◆ **Problem requirements**
Report every line in the records below that contains the string "json", copying each such line in full. Letter case counts when matching.

Data start

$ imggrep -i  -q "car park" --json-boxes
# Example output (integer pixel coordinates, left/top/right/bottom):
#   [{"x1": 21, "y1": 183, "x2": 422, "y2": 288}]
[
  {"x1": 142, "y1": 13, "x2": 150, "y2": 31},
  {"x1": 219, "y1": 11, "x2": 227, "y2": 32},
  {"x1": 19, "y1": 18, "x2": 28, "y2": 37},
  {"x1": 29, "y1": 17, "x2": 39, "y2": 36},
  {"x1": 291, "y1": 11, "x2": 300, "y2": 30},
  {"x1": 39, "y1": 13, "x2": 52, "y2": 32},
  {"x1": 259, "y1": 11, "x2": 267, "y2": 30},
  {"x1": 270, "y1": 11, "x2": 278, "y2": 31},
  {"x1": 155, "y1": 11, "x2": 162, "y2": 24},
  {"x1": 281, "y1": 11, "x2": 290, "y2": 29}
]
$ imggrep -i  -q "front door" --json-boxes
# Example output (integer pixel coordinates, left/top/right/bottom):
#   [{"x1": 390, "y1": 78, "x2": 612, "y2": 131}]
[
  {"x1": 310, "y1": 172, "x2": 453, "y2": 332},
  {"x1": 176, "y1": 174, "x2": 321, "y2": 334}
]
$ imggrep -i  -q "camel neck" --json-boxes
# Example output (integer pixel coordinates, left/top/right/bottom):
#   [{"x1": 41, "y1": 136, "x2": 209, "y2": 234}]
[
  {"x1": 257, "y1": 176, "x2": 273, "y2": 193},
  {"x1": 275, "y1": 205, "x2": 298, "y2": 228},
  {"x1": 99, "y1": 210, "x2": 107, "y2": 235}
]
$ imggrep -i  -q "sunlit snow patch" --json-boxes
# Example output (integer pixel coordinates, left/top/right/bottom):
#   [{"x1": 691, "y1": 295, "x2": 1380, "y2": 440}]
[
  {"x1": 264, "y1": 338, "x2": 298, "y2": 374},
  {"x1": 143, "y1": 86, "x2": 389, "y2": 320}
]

Data end

◆ **Reply to the task**
$ imggrep -i  -q "car park" --json-boxes
$ imggrep -i  -q "front door" --json-boxes
$ imggrep -i  -q "camel neck" --json-boxes
$ imggrep -i  -q "sunlit snow patch" --json-boxes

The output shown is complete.